--- Records for this task ---

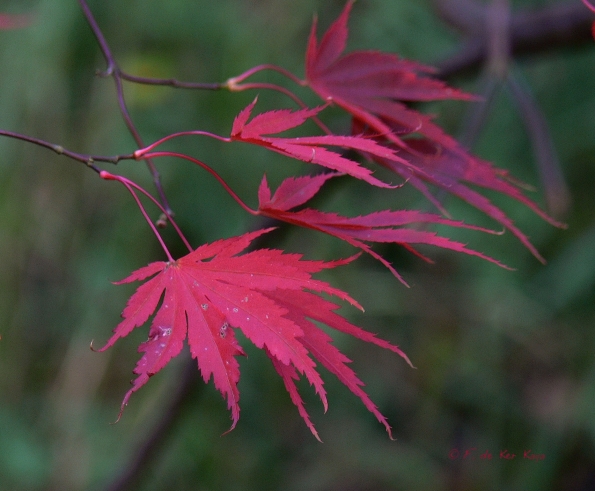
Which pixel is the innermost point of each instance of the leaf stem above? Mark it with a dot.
(114, 71)
(210, 171)
(232, 82)
(131, 186)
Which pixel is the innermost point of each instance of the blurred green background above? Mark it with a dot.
(505, 360)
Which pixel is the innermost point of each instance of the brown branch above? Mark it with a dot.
(531, 31)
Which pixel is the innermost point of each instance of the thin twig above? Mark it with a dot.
(86, 159)
(557, 25)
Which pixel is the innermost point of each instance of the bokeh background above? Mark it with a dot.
(505, 360)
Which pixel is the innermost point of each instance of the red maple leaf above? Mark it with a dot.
(309, 149)
(212, 291)
(383, 226)
(370, 84)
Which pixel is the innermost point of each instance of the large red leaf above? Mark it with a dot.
(207, 294)
(370, 84)
(383, 226)
(308, 149)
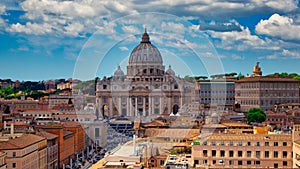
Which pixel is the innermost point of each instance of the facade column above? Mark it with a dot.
(152, 101)
(136, 113)
(120, 108)
(128, 106)
(181, 103)
(169, 104)
(144, 106)
(110, 106)
(100, 108)
(160, 104)
(149, 105)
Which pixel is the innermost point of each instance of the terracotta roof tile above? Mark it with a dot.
(20, 142)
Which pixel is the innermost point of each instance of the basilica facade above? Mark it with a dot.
(146, 88)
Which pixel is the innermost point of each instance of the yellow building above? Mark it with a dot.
(243, 151)
(3, 164)
(27, 151)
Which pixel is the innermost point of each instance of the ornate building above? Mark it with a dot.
(146, 89)
(265, 91)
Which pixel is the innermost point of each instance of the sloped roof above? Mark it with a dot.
(20, 142)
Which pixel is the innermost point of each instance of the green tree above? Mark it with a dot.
(240, 76)
(256, 115)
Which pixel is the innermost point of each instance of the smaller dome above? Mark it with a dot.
(170, 71)
(119, 72)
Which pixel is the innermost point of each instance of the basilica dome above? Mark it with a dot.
(145, 52)
(119, 72)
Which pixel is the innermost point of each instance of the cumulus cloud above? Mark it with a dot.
(123, 48)
(220, 26)
(129, 29)
(284, 54)
(238, 40)
(279, 26)
(2, 9)
(74, 29)
(237, 57)
(31, 28)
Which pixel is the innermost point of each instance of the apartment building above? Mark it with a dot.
(265, 91)
(3, 164)
(26, 151)
(243, 151)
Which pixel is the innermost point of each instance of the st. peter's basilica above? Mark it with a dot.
(145, 89)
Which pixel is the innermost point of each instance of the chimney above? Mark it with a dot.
(134, 145)
(12, 129)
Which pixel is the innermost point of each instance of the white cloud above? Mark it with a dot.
(291, 54)
(74, 29)
(284, 54)
(23, 48)
(237, 57)
(279, 26)
(129, 29)
(2, 9)
(173, 27)
(31, 28)
(123, 48)
(67, 8)
(238, 40)
(283, 5)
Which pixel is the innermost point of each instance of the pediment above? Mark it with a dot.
(140, 89)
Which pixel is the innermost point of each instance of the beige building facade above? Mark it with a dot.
(265, 91)
(27, 151)
(146, 89)
(243, 151)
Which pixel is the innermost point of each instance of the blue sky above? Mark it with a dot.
(50, 39)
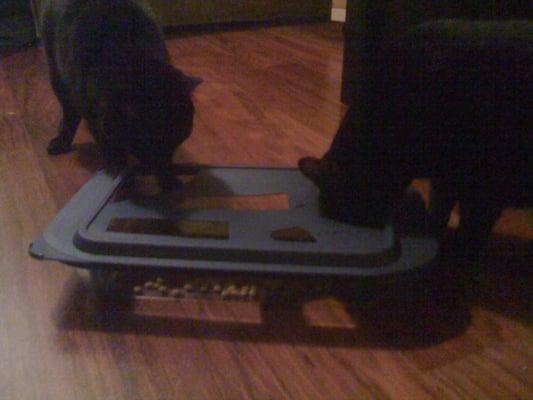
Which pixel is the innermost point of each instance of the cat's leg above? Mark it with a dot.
(442, 199)
(70, 121)
(166, 178)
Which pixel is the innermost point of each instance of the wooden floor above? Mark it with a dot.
(270, 96)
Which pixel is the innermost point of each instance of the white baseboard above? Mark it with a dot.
(338, 14)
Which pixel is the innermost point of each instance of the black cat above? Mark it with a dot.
(452, 102)
(109, 65)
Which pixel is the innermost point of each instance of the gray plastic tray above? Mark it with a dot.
(79, 234)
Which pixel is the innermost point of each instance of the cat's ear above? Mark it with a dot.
(191, 82)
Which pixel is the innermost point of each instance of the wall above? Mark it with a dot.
(338, 10)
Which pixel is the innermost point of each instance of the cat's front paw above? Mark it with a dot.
(58, 146)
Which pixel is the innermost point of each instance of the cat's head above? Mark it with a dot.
(349, 193)
(149, 112)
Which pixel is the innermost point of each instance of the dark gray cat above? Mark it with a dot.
(452, 102)
(109, 65)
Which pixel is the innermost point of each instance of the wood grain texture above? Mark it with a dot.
(270, 96)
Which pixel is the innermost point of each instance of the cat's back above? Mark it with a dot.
(78, 30)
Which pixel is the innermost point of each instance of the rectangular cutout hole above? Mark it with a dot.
(182, 228)
(258, 203)
(146, 187)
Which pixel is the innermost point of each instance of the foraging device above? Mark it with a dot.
(272, 226)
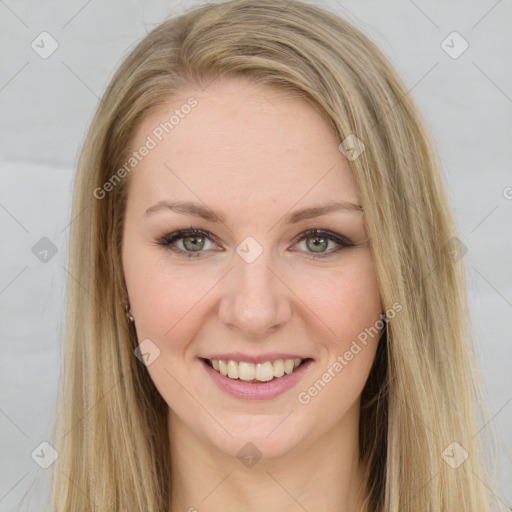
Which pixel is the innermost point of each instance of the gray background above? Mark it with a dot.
(46, 105)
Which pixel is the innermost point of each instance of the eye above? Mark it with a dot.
(191, 242)
(317, 241)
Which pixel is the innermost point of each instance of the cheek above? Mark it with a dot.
(345, 300)
(167, 300)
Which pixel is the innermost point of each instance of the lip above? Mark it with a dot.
(261, 358)
(257, 391)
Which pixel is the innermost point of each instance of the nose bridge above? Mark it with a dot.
(255, 300)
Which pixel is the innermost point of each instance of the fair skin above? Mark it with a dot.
(255, 154)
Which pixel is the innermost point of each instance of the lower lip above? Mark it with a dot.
(257, 391)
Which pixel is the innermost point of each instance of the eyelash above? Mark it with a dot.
(170, 238)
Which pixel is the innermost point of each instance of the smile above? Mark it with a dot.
(256, 372)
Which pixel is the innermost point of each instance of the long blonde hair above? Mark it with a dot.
(422, 394)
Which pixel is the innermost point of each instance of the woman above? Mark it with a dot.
(267, 306)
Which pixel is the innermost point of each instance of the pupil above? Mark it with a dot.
(195, 244)
(324, 241)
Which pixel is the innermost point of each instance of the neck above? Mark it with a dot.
(322, 474)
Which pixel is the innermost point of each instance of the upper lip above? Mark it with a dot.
(260, 358)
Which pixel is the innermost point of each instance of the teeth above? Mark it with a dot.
(263, 372)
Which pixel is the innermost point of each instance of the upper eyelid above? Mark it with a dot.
(184, 233)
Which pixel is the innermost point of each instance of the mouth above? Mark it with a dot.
(255, 372)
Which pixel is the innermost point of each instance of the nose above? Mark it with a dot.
(255, 301)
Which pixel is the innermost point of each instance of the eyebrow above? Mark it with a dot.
(203, 211)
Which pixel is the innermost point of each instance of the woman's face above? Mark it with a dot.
(252, 166)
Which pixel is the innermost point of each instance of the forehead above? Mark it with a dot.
(237, 142)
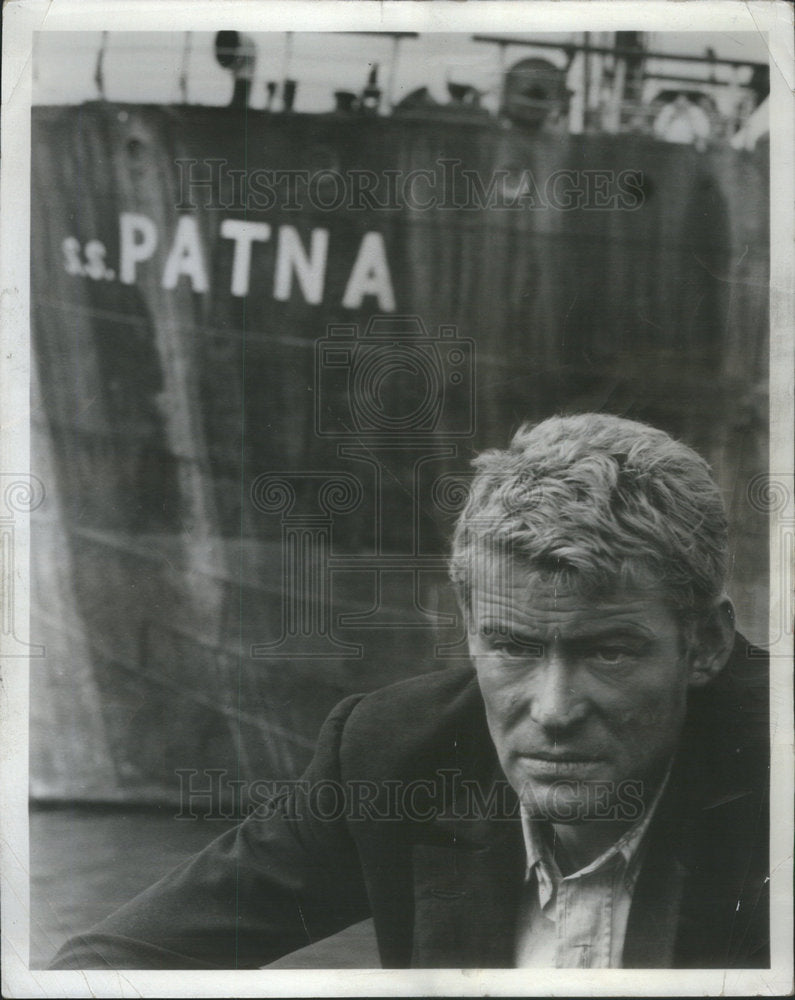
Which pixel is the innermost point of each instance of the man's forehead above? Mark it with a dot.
(517, 591)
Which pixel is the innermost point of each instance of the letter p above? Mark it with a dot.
(137, 242)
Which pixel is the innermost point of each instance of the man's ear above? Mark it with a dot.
(712, 642)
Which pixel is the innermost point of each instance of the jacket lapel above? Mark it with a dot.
(467, 896)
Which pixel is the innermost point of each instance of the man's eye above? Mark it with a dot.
(510, 645)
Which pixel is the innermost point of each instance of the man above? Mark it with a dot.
(609, 689)
(683, 122)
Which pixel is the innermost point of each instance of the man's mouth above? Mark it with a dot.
(558, 757)
(544, 764)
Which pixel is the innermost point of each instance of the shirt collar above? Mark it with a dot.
(627, 847)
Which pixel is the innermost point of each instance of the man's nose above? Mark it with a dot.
(556, 703)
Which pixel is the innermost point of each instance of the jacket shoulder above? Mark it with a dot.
(414, 727)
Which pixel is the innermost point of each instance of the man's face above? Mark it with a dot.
(578, 692)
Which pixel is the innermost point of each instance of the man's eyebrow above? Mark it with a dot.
(608, 631)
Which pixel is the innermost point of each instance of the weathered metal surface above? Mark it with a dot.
(160, 408)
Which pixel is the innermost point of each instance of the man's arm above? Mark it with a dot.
(282, 879)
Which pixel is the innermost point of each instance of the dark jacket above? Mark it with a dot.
(406, 815)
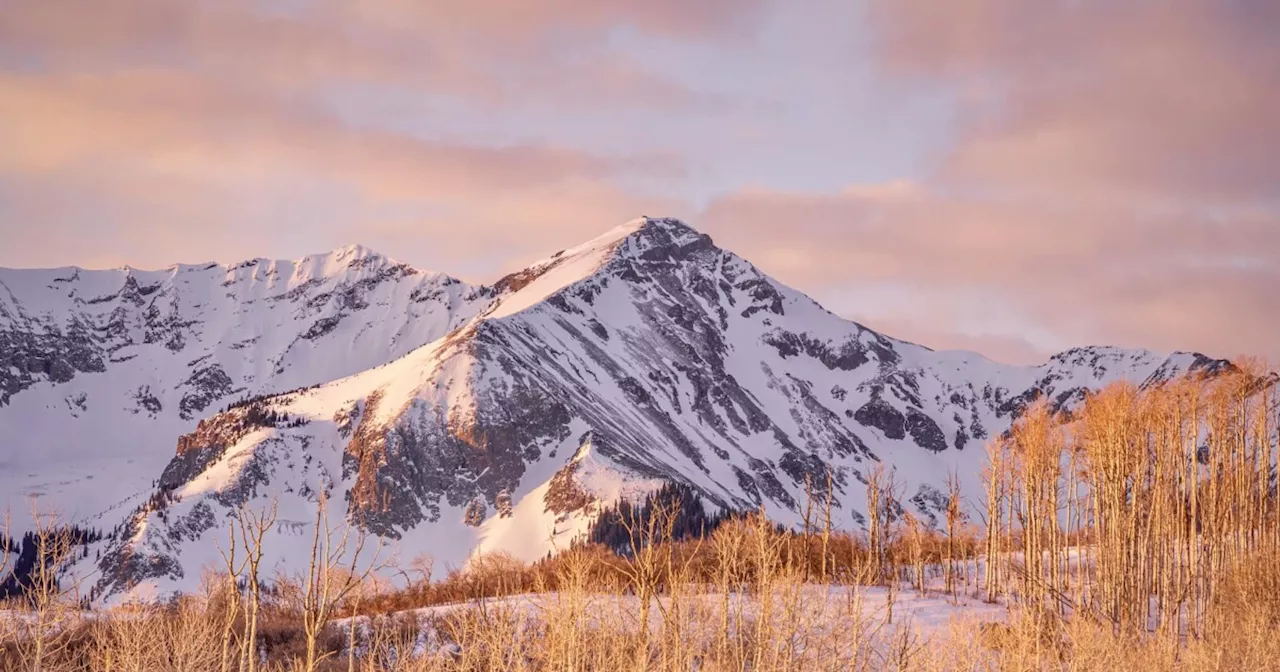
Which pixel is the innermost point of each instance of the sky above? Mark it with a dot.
(1000, 176)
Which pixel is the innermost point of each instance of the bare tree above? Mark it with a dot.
(336, 568)
(252, 528)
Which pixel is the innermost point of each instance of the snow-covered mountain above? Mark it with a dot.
(451, 417)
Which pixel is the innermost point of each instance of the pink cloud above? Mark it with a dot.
(1086, 274)
(1160, 103)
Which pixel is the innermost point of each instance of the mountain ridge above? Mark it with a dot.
(645, 355)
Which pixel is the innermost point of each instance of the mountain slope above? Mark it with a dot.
(645, 355)
(100, 371)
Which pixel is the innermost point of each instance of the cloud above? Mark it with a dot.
(1072, 274)
(1169, 103)
(483, 53)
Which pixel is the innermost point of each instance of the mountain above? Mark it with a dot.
(449, 419)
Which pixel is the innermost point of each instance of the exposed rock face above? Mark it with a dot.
(648, 355)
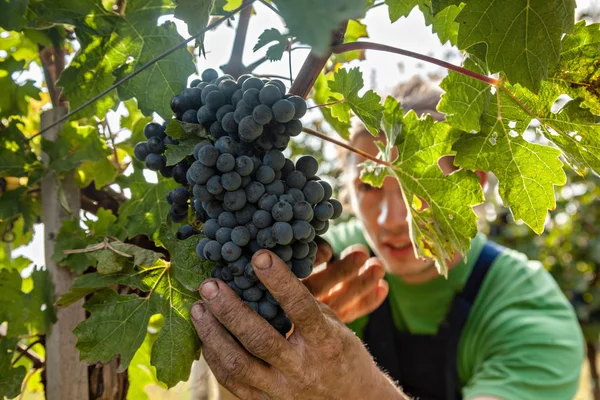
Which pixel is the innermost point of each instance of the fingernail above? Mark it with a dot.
(209, 290)
(263, 260)
(197, 311)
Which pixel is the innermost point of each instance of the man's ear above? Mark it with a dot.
(482, 175)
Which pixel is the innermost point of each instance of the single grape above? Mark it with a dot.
(209, 74)
(154, 130)
(296, 180)
(249, 130)
(283, 251)
(302, 268)
(293, 128)
(276, 187)
(244, 215)
(262, 114)
(274, 159)
(267, 201)
(190, 116)
(266, 309)
(265, 238)
(155, 145)
(253, 293)
(141, 151)
(313, 192)
(283, 111)
(252, 83)
(235, 288)
(155, 162)
(201, 192)
(226, 274)
(210, 228)
(243, 283)
(262, 219)
(242, 110)
(302, 229)
(200, 248)
(227, 145)
(223, 235)
(269, 94)
(265, 174)
(235, 200)
(180, 195)
(208, 155)
(250, 97)
(200, 173)
(231, 181)
(254, 191)
(282, 232)
(225, 162)
(238, 266)
(300, 250)
(308, 165)
(212, 250)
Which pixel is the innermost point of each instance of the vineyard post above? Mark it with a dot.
(66, 375)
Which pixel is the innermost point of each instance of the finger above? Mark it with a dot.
(237, 368)
(365, 304)
(357, 286)
(293, 297)
(253, 331)
(324, 251)
(353, 258)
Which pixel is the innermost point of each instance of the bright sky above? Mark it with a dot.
(381, 71)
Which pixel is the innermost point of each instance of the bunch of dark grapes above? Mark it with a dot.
(245, 193)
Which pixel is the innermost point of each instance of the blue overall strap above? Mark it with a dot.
(460, 309)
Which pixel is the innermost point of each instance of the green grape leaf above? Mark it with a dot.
(367, 108)
(195, 14)
(10, 378)
(181, 130)
(321, 95)
(117, 44)
(116, 326)
(527, 172)
(30, 312)
(449, 222)
(524, 43)
(274, 52)
(578, 72)
(189, 270)
(354, 31)
(16, 156)
(314, 21)
(15, 97)
(76, 145)
(178, 152)
(144, 214)
(465, 98)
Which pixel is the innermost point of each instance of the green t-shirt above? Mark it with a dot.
(521, 340)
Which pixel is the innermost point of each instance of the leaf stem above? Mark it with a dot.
(166, 53)
(327, 104)
(346, 146)
(342, 48)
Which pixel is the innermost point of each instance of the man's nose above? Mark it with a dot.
(392, 210)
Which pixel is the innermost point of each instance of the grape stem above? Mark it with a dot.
(342, 48)
(346, 146)
(327, 104)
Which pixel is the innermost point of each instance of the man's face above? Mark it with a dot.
(383, 213)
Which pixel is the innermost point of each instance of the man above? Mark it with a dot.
(497, 328)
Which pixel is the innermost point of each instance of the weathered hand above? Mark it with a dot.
(321, 358)
(352, 286)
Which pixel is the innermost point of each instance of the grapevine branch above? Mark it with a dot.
(342, 48)
(144, 67)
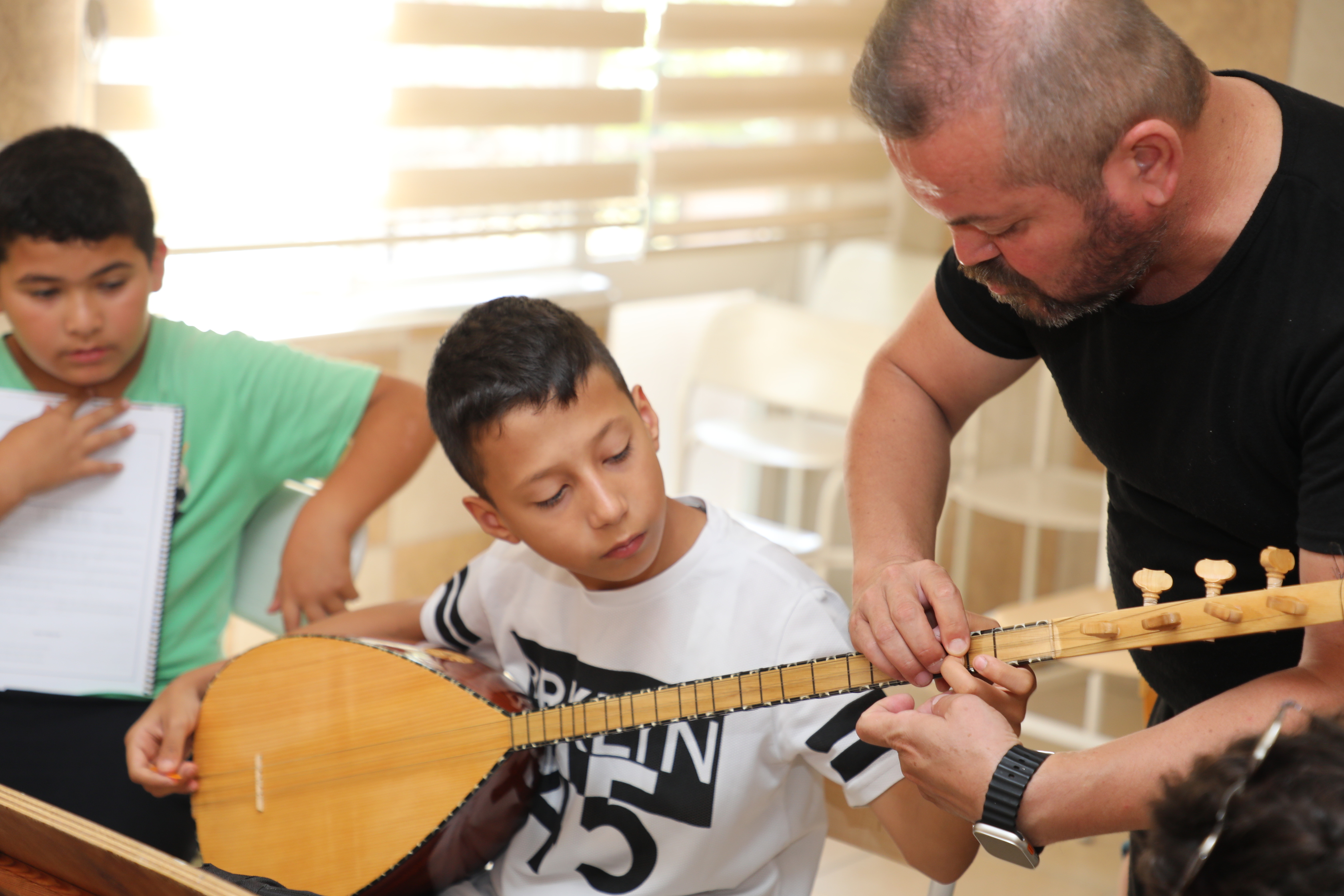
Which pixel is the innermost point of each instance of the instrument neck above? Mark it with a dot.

---

__Task requirements__. Retype, line for line, the part of the entries that opens with the line containing "t-shirt above? Mark it with a dot." and runs through the last line of the entries, both ends included. Leave the pictures out.

__Result of this task__.
Which pixel is the innermost point of each instance of the green t-shirt above? Mark it with a dot.
(521, 340)
Which pixel is the innermost point of each instance of the leaf stem above? Mark it with a dot.
(166, 53)
(327, 104)
(346, 146)
(342, 48)
Which pixel is the innermost point of each instance of the man's nose above? Mark it with a dot.
(392, 210)
Which pixel is the innermost point of each instance of the grape stem above? Mark it with a dot.
(342, 48)
(346, 146)
(327, 104)
Which pixel is the innermost point of each instance of the man's face above? Mark it with a dot.
(383, 213)
Which pixel is the innermost point of each instance of the man above? Mark it with a dot.
(497, 328)
Which pixel is the innermost point of each instance of the weathered hand above? Mark it with a dot.
(321, 358)
(352, 286)
Which pixel is the innermost point of each instance of the grapevine branch above? Mark it with a dot.
(342, 48)
(144, 67)
Which pixel is the innermost point of each instance of the instrument neck above? Mark it with a dot.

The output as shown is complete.